Материалы упражнения:
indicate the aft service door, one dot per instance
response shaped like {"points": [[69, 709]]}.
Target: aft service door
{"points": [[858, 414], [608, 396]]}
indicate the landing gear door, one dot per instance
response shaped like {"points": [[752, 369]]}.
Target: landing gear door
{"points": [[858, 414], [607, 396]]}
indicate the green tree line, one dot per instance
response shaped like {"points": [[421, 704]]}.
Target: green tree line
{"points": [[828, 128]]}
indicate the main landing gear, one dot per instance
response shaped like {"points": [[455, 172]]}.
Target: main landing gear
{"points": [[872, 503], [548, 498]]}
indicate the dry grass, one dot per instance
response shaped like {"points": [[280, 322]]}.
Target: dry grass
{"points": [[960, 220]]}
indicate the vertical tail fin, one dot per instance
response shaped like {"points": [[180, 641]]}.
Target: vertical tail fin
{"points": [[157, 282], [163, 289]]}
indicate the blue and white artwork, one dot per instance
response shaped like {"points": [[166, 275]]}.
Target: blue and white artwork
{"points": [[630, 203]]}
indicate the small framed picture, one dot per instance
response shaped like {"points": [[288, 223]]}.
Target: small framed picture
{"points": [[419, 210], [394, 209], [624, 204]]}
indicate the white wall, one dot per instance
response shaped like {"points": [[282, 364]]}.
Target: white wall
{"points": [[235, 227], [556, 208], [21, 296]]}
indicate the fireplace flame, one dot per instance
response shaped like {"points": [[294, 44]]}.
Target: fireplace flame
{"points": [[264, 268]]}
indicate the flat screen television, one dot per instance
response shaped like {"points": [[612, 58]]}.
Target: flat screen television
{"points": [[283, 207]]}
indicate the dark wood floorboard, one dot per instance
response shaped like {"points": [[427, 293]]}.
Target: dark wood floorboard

Суть задания: Перепишите, пожалуйста, все строки выше без единого изменения.

Ответ на задание:
indicate the aft service door, one dot per instance
response shaped like {"points": [[69, 709]]}.
Target: aft service door
{"points": [[858, 414], [608, 396]]}
indicate the landing gear door, one dot per instance
response shaped like {"points": [[752, 369]]}.
Target: landing gear door
{"points": [[858, 414], [607, 396]]}
indicate the green tree line, one dot per instance
response shaped like {"points": [[421, 704]]}.
Target: green tree line
{"points": [[828, 128]]}
indicate the main landing gear, one dot per instance
response shaped like {"points": [[455, 172]]}.
Target: main landing gear
{"points": [[872, 503], [548, 498]]}
indicate the dry grass, one dot per instance
response shaped like {"points": [[280, 322]]}.
Target: dry grass
{"points": [[960, 220]]}
indicate the vertical tail fin, one dot per instance
response shaped like {"points": [[180, 641]]}.
Target: vertical tail fin
{"points": [[157, 282], [163, 289]]}
indicate the blue and white artwork, one dot per instance
response shaped like {"points": [[166, 275]]}.
Target: blue and white artwork
{"points": [[630, 203]]}
indicate the small framed picture, one dot per instance
response shaped like {"points": [[288, 223]]}.
Target: small framed picture
{"points": [[419, 210], [394, 209], [624, 204]]}
indicate the white wall, one dot per instance
response shaped like {"points": [[282, 364]]}.
Target: white wall
{"points": [[235, 227], [556, 208], [21, 296]]}
indicate the fireplace flame, one dot per instance
response shaped like {"points": [[294, 44]]}.
Target: fireplace flame
{"points": [[264, 268]]}
indicate the flat screen television, one dot per instance
response shaped like {"points": [[612, 58]]}.
Target: flat screen television
{"points": [[283, 207]]}
indicate the dark wood floorboard, one dot per instance
response shaped like {"points": [[427, 293]]}.
Target: dark wood floorboard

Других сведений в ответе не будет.